***** SELECTED TEXT *****

PHOTOGRAPHY: Book Review: Malick Sidibe vs Dash Snow. On the occasion of the recent release of Malick Sidibe’s latest book, art photography critique site Conscientious juxtaposes two things that should not go together. Jörg M. Colberg posits that art should transport/transform; it is the unalloyed joy and humanity in Sidibe’s images that are core of the images appeal. Conversely, Dash Snow’s VICE magazine-style party polaroids of the tortured/alienated artist NYC do not. Providence allowing, one day I will own this Malick Sidibe print.
PHOTOGRAPHY:Carnaval: Surreal Selves. In 1987 famed Brazilian documentary photographer Rogerio Reis took portraits of “counter-carnaval” participants on the back streets of Rio de Janeiro. What he found were people who for one day were trying to escape the social/cultural strictures they lived under the rest of the year. It makes me think of the lyrics of Antonio Carlos Jobim’s “A Felicidade”.

*****

TASK STATEMENT — Can you continue the photography notes above, starting after the sentence about Jobim's "A Felicidade"?

***** RECORD SET *****

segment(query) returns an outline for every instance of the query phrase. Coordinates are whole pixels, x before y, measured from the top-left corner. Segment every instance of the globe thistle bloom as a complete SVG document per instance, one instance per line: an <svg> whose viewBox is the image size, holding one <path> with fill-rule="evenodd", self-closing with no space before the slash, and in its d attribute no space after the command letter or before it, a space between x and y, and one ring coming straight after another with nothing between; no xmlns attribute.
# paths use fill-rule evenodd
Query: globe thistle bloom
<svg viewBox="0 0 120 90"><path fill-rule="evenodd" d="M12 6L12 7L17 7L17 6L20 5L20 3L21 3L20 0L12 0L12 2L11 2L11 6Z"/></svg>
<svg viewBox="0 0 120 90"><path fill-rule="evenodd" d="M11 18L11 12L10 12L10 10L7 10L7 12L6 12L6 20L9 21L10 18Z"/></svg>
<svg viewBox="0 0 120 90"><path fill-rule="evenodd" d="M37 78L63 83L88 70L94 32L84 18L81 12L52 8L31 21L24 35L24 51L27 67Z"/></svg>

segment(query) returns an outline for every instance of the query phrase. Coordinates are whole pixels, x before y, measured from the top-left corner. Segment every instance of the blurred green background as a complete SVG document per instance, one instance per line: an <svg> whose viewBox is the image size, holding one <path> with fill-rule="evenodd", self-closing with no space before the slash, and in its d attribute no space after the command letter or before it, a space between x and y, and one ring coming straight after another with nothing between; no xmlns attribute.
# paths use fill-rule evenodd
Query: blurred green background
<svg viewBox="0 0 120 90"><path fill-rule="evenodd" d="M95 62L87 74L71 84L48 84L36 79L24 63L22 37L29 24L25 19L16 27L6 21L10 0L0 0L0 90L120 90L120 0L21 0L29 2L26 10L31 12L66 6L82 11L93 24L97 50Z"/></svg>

*****

THE RESPONSE —
A felicidade do pobre parece
A grande ilusão do carnaval
A gente trabalha o ano inteiro
Por um momento de sonho
Pra fazer a fantasia
De rei ou de pirata ou jardineira
Pra tudo se acabar na quarta feira
translated…
The happiness of a poor man is like
The grand illusion of Carnaval
People work the whole year long
For one moment’s dream
To play the part of
A king or a pirate or a gardener
And all of that is ended on [Ash] Wednesday
FASHION: Photos from 2009 Swahili Fashion Week held in Dar-es-Salaam, Tanzania this past November.
Screenshot from Swahili Fashion Week site FASHION: Suno New York. Clothing line designed and developed in New York City’s Garment District and sewn in Kenya. Previous collections have been inspired by khanga cloth from the Kenya coast.
Screenshot from SunoNY site
FASHION: Jamhuri Wear: Nairobi Style. Speaking of NYC and Kenya, the incomparable Nomadic Wax recently featured Jamhuri Wear’s Jeffrey Kimathi whose street wear designs are inspired by both both places.
FILM: Yinka Shonibare: Threads of Art. Speaking of khangas, I was recently in Washington DC and saw the Smithsonian Institute’s National Museum of African Art HUGE installation of Yinka Shonibare’s sculptures, photographs and video. If you are in the DC area, go see, it is well worth the visit. Narration is a little grad-school dissertation-y but does a good job of putting Shonibare’s work in cultural and political context for me after experiencing the art.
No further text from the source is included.